Transcribe each entry exactly, without pictures.
-- Opening Marker --
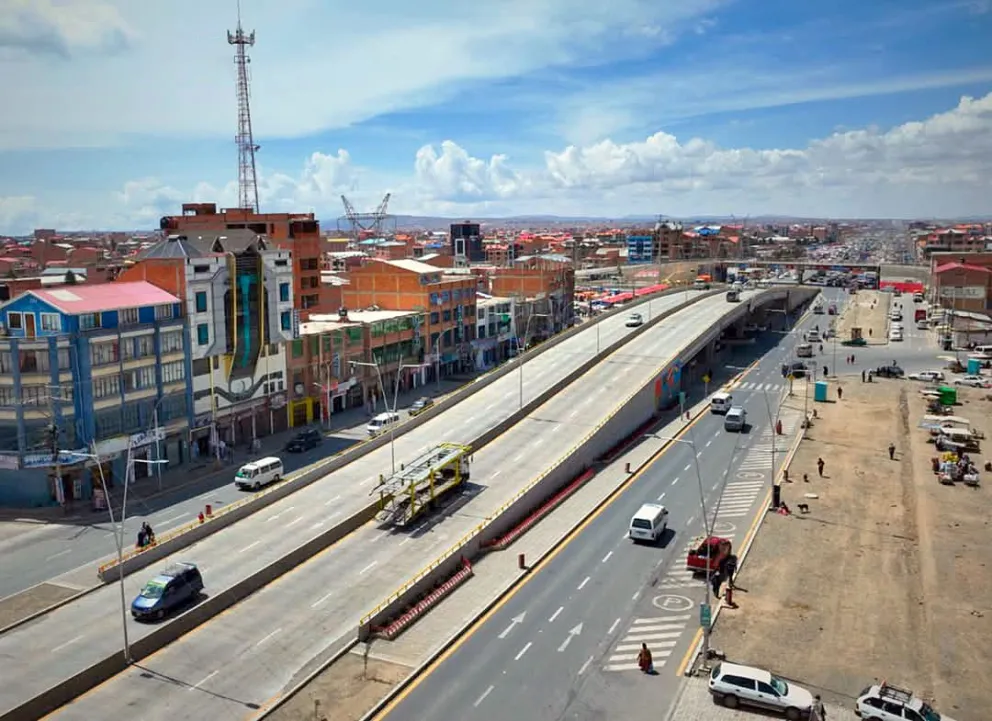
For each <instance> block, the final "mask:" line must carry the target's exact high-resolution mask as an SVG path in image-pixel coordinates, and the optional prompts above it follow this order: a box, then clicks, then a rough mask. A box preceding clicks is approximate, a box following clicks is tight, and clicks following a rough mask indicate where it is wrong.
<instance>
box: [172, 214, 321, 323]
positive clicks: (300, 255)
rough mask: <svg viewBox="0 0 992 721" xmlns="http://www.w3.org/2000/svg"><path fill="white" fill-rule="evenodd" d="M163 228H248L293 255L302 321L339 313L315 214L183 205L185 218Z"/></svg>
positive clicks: (179, 217) (191, 233)
mask: <svg viewBox="0 0 992 721" xmlns="http://www.w3.org/2000/svg"><path fill="white" fill-rule="evenodd" d="M159 227H160V228H161V229H162V231H164V232H165V233H168V234H170V235H173V234H177V233H188V234H190V235H208V234H210V233H218V232H223V231H224V230H233V229H235V228H247V229H248V230H251V231H253V232H255V233H257V234H258V235H264V236H265V237H266V238H267V240H268V241H270V245H272V246H274V247H276V248H282V249H286V250H290V251H291V252H292V254H293V285H294V287H293V299H294V304H295V306H296V308H297V309H298V310H299V311H300V319H301V320H306V319H307V318H308V317H309V314H310V313H319V312H326V313H330V312H332V311H336V310H337V309H336V308H332V307H330V304H329V302H328V299H327V297H326V294H325V293H324V290H323V284H322V283H321V282H320V271H321V264H322V258H323V250H324V245H325V241H324V240H323V239H322V238H321V236H320V223H319V221H317V219H316V218H315V217H314V215H313V213H253V212H252V211H251V210H247V209H243V208H228V209H225V210H221V211H218V210H217V204H216V203H183V214H182V215H167V216H165V217H164V218H162V220H161V221H160V223H159Z"/></svg>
-- Closing Marker --
■ RESULT OF THIS TASK:
For each <instance> block, the final "mask:" line must carry the target's exact high-resolution mask as an SVG path in image-pixel coordinates, and the optional prompts above it follow this order: a box, then clicks, then a rough mask. A box preceding clicks is approximate, a box following clicks is tight, and clicks following a rough mask indicate where it is wrong.
<instance>
box: [172, 214, 321, 323]
positive clicks: (300, 255)
rough mask: <svg viewBox="0 0 992 721" xmlns="http://www.w3.org/2000/svg"><path fill="white" fill-rule="evenodd" d="M163 228H248L293 255L302 321L339 313L315 214L183 205L185 218Z"/></svg>
positive clicks: (179, 217) (191, 233)
mask: <svg viewBox="0 0 992 721" xmlns="http://www.w3.org/2000/svg"><path fill="white" fill-rule="evenodd" d="M159 227H160V228H161V229H162V231H164V232H165V233H168V234H170V235H173V234H177V233H188V234H190V235H208V234H210V233H218V232H223V231H224V230H233V229H235V228H247V229H248V230H251V231H253V232H255V233H257V234H258V235H264V236H265V237H266V238H267V240H268V241H270V245H272V246H274V247H276V248H282V249H286V250H290V251H291V252H292V254H293V285H294V287H293V299H294V304H295V306H296V308H297V309H298V310H299V311H300V319H301V320H306V319H307V318H308V317H309V314H310V313H319V312H326V313H330V312H332V311H336V310H337V309H336V308H332V307H330V304H329V302H328V299H327V297H326V294H325V293H324V290H323V284H322V283H321V282H320V271H321V264H322V258H323V250H324V245H325V241H324V240H323V239H322V238H321V236H320V223H319V221H317V219H316V218H315V217H314V215H313V213H253V212H252V211H251V210H247V209H243V208H228V209H225V210H221V211H218V210H217V204H216V203H183V214H182V215H167V216H165V217H164V218H162V220H161V221H160V223H159Z"/></svg>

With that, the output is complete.